• Exercise requirements: Print every item below word for word, omitting the pictures.

·····

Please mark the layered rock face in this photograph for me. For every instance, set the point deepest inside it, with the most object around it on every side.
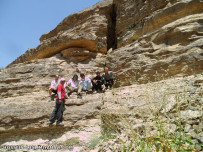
(158, 59)
(86, 29)
(157, 40)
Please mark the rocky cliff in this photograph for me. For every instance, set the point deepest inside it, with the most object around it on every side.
(155, 48)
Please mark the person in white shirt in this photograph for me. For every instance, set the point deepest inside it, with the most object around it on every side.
(73, 84)
(53, 87)
(85, 83)
(108, 78)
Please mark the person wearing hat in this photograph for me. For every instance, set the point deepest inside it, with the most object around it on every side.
(59, 106)
(97, 82)
(85, 83)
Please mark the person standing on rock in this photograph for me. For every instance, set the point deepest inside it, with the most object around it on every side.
(59, 106)
(97, 82)
(73, 84)
(108, 78)
(53, 87)
(85, 83)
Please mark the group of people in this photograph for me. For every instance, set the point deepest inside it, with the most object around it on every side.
(64, 89)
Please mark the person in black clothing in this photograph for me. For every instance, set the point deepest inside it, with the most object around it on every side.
(97, 82)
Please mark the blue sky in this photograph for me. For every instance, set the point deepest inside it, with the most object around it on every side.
(22, 22)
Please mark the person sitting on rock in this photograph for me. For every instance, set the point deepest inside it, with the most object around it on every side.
(59, 106)
(73, 84)
(53, 87)
(108, 78)
(85, 83)
(97, 82)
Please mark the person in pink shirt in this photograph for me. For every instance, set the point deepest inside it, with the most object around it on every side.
(59, 106)
(53, 87)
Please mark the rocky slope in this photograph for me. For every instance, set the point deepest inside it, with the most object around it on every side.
(154, 46)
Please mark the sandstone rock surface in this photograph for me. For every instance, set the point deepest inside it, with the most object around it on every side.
(155, 48)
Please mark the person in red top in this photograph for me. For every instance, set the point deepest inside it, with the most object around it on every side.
(60, 103)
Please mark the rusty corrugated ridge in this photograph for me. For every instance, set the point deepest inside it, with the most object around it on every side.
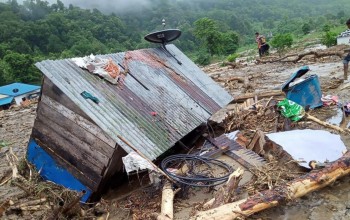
(182, 96)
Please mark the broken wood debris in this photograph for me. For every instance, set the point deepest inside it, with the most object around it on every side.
(294, 189)
(300, 56)
(226, 193)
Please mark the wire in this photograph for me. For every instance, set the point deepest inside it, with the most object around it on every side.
(193, 177)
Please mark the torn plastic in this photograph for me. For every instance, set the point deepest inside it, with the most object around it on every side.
(304, 91)
(291, 110)
(310, 145)
(105, 68)
(134, 162)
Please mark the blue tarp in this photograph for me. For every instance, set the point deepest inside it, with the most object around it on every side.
(5, 101)
(16, 89)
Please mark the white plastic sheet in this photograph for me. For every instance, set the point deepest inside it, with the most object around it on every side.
(134, 162)
(307, 145)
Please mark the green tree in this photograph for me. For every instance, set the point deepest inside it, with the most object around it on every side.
(329, 38)
(22, 68)
(206, 30)
(229, 42)
(306, 28)
(282, 41)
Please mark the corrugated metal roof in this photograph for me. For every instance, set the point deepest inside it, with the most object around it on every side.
(182, 96)
(5, 101)
(3, 96)
(16, 89)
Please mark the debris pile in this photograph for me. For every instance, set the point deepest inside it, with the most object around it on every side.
(251, 156)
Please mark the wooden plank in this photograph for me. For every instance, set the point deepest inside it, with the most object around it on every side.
(116, 163)
(51, 90)
(263, 94)
(62, 146)
(72, 146)
(101, 149)
(91, 181)
(79, 120)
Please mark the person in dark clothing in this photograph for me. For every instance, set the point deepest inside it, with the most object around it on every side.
(263, 47)
(346, 59)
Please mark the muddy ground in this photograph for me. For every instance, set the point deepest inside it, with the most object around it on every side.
(332, 202)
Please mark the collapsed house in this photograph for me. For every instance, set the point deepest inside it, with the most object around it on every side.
(15, 93)
(85, 125)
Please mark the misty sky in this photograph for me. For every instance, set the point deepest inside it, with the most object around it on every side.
(103, 5)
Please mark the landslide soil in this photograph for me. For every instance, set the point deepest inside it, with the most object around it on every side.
(332, 202)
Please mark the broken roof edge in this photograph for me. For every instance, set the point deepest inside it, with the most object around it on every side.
(48, 66)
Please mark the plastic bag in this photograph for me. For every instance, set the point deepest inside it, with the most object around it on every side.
(290, 109)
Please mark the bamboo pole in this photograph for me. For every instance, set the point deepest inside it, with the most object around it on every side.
(294, 189)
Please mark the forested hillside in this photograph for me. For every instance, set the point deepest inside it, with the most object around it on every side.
(37, 30)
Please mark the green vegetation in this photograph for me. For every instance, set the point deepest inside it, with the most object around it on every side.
(282, 41)
(329, 38)
(36, 30)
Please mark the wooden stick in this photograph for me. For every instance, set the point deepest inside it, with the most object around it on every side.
(149, 161)
(264, 94)
(337, 128)
(279, 195)
(167, 207)
(224, 194)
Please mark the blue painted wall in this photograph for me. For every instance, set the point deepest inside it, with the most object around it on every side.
(51, 171)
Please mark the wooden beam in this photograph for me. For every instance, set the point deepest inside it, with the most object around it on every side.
(279, 195)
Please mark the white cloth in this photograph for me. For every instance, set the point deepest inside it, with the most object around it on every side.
(306, 145)
(134, 162)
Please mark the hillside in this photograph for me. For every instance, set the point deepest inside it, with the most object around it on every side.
(36, 30)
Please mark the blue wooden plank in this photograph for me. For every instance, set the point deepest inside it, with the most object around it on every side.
(51, 171)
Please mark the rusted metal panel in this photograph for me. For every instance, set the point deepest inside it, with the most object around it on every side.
(182, 96)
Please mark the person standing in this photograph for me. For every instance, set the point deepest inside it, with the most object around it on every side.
(257, 40)
(346, 59)
(263, 47)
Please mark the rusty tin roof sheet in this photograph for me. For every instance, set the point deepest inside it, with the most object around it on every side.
(182, 96)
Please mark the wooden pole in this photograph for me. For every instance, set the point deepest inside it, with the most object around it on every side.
(294, 189)
(226, 192)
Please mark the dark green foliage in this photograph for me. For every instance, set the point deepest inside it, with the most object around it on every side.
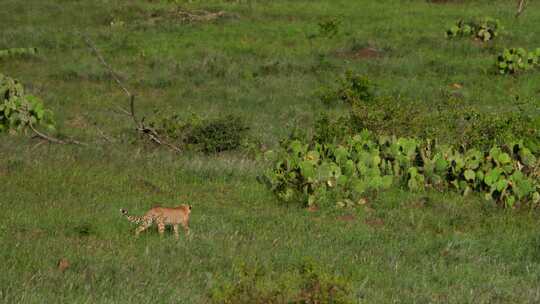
(351, 89)
(217, 135)
(304, 284)
(484, 29)
(329, 28)
(313, 173)
(206, 135)
(19, 110)
(451, 122)
(330, 129)
(514, 60)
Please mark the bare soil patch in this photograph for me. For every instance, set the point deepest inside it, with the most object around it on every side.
(363, 53)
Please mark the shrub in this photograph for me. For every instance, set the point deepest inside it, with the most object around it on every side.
(451, 123)
(206, 135)
(514, 60)
(484, 29)
(351, 89)
(329, 28)
(19, 110)
(217, 135)
(18, 52)
(303, 284)
(309, 172)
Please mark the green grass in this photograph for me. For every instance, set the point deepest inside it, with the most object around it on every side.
(63, 201)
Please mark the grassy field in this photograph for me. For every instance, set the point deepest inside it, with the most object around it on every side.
(62, 201)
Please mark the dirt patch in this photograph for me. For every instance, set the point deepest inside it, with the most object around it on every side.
(63, 264)
(186, 16)
(347, 218)
(312, 208)
(374, 222)
(363, 53)
(445, 1)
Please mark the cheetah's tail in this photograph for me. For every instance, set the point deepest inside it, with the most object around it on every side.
(131, 218)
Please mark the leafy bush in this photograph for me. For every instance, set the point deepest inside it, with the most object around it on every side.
(514, 60)
(206, 135)
(451, 122)
(351, 89)
(484, 29)
(311, 173)
(19, 110)
(304, 284)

·····

• Solution for this task:
Please mark the layered rock face in this photograph for me. For every instance, set the point deepest inside it, with the most object around it on every side.
(158, 59)
(86, 29)
(157, 40)
Please mark the rocky cliff in this photograph for me. For every instance, set the point deepest inside it, with the most object around it on every side.
(155, 48)
Please mark the person in white shirt in this photograph for me. For every instance, set the point deepest inside it, with the most object around it on every side.
(73, 84)
(53, 87)
(85, 83)
(108, 78)
Please mark the person wearing hat in this photograph for me. For every instance, set the point deepest inside it, with the most object around it on every side.
(59, 106)
(97, 82)
(85, 83)
Please mark the person standing on rock in this photograph for me. For every instance, set the point deepest inside it, with the most object around it on every side.
(59, 106)
(97, 82)
(73, 84)
(108, 78)
(53, 87)
(85, 83)
Please mark the group of people in this photograph for me. For every instance, set the point deepest inside it, with the most object around it on every side.
(64, 89)
Please mark the person in black clothing in this photograph for me. For every instance, set the point deepest inside it, with the most object around it on every side.
(97, 82)
Please mark the blue sky in this photograph for me. For every instance, set the point deepest inside it, with the most object around it on every side.
(22, 22)
Please mark the person sitting on rock in this photograph for me. For every instance, set the point deepest inside it, with the most object around it on every side.
(59, 106)
(73, 84)
(53, 87)
(108, 78)
(85, 83)
(97, 82)
Please mark the person in pink shirt in this photograph for me. For every instance, set the point deepest inside it, with the most object around it on every side.
(59, 106)
(53, 87)
Please mark the rocky slope in this photograph for me. For every instance, set the point deepest inside it, with the most object around it on every side.
(154, 46)
Please mark the sandstone rock surface in this photograph for me. For every instance, set the point deepest inside it, with the most object around it on every side.
(155, 48)
Please mark the person in red top in this photograph for me. For every instance, set the point deepest inside it, with the most object around it on every side.
(60, 103)
Please mark the rusty corrugated ridge in this photograph for me. For every instance, set the point deepest inside it, with the most object around it on every side.
(182, 96)
Please mark the broken wood debris in this photograph for me. For every instance, set the point deepest inside it, with the most object around it on every side.
(294, 189)
(300, 56)
(226, 193)
Please mark the wire in this photograph for me. For every instance, set the point deepest inside it, with the most object around it on every side.
(193, 177)
Please mark the torn plastic in this photograph for me. For every instance, set the point deepest inside it, with the most object around it on every side.
(304, 91)
(291, 110)
(310, 145)
(105, 68)
(134, 162)
Please mark the blue tarp in this photograph for me. For every instance, set the point deepest inside it, with the most object around it on every side.
(5, 101)
(16, 89)
Please mark the white plastic sheet in this photograph for me. For every instance, set the point deepest inside it, with the most object around it on every side.
(134, 162)
(307, 145)
Please mark the green tree in this photograph for me. For every instance, set the point deepest inside it, with the most object around it on every side.
(329, 38)
(22, 68)
(206, 30)
(229, 42)
(306, 28)
(282, 41)
Please mark the corrugated metal roof in this photograph for me. For every instance, set the point deepest inside it, with the most object around it on every side.
(182, 96)
(5, 101)
(3, 96)
(16, 89)
Please mark the debris pile in this photograph for me. For every instance, set the point deepest inside it, with the most object around it on every side.
(251, 156)
Please mark the wooden plank in this photograph for me. For every instance, set the point deepest inside it, with the most object around it on every side.
(116, 163)
(51, 90)
(263, 94)
(62, 146)
(72, 146)
(101, 149)
(91, 181)
(79, 120)
Please mark the person in dark clothing in this photograph for me. For every instance, set the point deepest inside it, with the most object around it on every side.
(263, 47)
(346, 59)
Please mark the muddy ground in this photograph for me. For every instance, set the point deepest inside it, with the most object around it on every side.
(332, 202)
Please mark the collapsed house in this photograph for me. For every instance, set the point deepest inside it, with the most object around it on every side.
(15, 93)
(85, 125)
Please mark the misty sky in this photograph for me. For every instance, set the point deepest inside it, with the most object around it on every side.
(103, 5)
Please mark the landslide soil in this photograph for me. For every instance, set the point deepest inside it, with the most object around it on every side.
(332, 202)
Please mark the broken roof edge in this photograph for me. For every instance, set the point deepest inside it, with the most object around it on every side.
(48, 66)
Please mark the plastic bag in this photograph for me. For every instance, set the point deepest inside it, with the most object around it on every side.
(290, 109)
Please mark the bamboo pole in this photograph for me. For every instance, set the point deepest inside it, with the most object around it on every side.
(294, 189)
Please mark the forested hillside in this photograph for me. For every instance, set the point deepest inside it, with the most object around it on every side.
(37, 30)
Please mark the green vegetation in this photograph for me. For every instance, set the point deepest inside it, with the most object around it on every side.
(282, 41)
(329, 38)
(36, 30)
Please mark the wooden stick in this photograph for me. For every instance, set the point deepest inside it, with the most object around it on every side.
(149, 161)
(264, 94)
(337, 128)
(279, 195)
(167, 207)
(224, 194)
Please mark the blue painted wall in this photograph for me. For every instance, set the point deepest inside it, with the most object around it on every side.
(51, 171)
Please mark the wooden beam in this photograph for me. For every instance, set the point deepest inside it, with the most object around it on every side.
(279, 195)
Please mark the white cloth in this photograph for me. For every instance, set the point deepest inside it, with the most object around it on every side.
(306, 145)
(134, 162)
Please mark the hillside in this photograph for me. For every instance, set the point deepest inside it, with the most object around it on every side.
(36, 30)
Please mark the blue wooden plank in this photograph for me. For every instance, set the point deepest inside it, with the most object around it on every side.
(51, 171)
Please mark the rusted metal panel in this photograph for me. For every instance, set the point deepest inside it, with the most object around it on every side.
(182, 96)
Please mark the person standing in this photograph for me. For every instance, set the point deepest inside it, with the most object around it on every side.
(257, 40)
(346, 59)
(263, 47)
Please mark the rusty tin roof sheet in this photograph for me. For every instance, set the point deepest inside it, with the most object around it on every side.
(182, 96)
Please mark the wooden pole in this photograph for me. For every instance, set the point deepest inside it, with the most object around it on every side.
(294, 189)
(226, 192)
Please mark the dark green foliage in this photograph for me. For every instance, set the point deepest inside it, with the most object around it on every side.
(351, 89)
(217, 135)
(304, 284)
(484, 29)
(329, 28)
(313, 173)
(206, 135)
(19, 110)
(451, 122)
(330, 129)
(514, 60)
Please mark the bare soil patch in this photograph for me. For every instance, set the point deepest inside it, with the most object around it on every side.
(363, 53)
Please mark the shrub in this photograph for me. For every instance, set the point deepest inside it, with the most object around it on every side.
(451, 123)
(206, 135)
(514, 60)
(484, 29)
(351, 89)
(329, 28)
(19, 110)
(217, 135)
(18, 52)
(303, 284)
(309, 172)
Please mark the green grass in this photograph for me. For every instance, set the point deepest inside it, with the most object around it on every side.
(63, 201)
Please mark the grassy field in this photograph for me. For every instance, set the point deepest inside it, with the most object around it on every side.
(62, 201)
Please mark the dirt patch in this photograph for me. For every instance, set the point deepest inside it, with the most object around it on every side.
(63, 264)
(186, 16)
(347, 218)
(312, 208)
(374, 222)
(363, 53)
(445, 1)
Please mark the cheetah's tail in this photograph for me. For every instance, set the point deepest inside it, with the most object around it on every side.
(131, 218)
Please mark the leafy bush in this photograph for me. For every instance, set the point deepest inside it, with the most object around it on every side.
(514, 60)
(206, 135)
(451, 122)
(351, 89)
(484, 29)
(311, 173)
(19, 110)
(304, 284)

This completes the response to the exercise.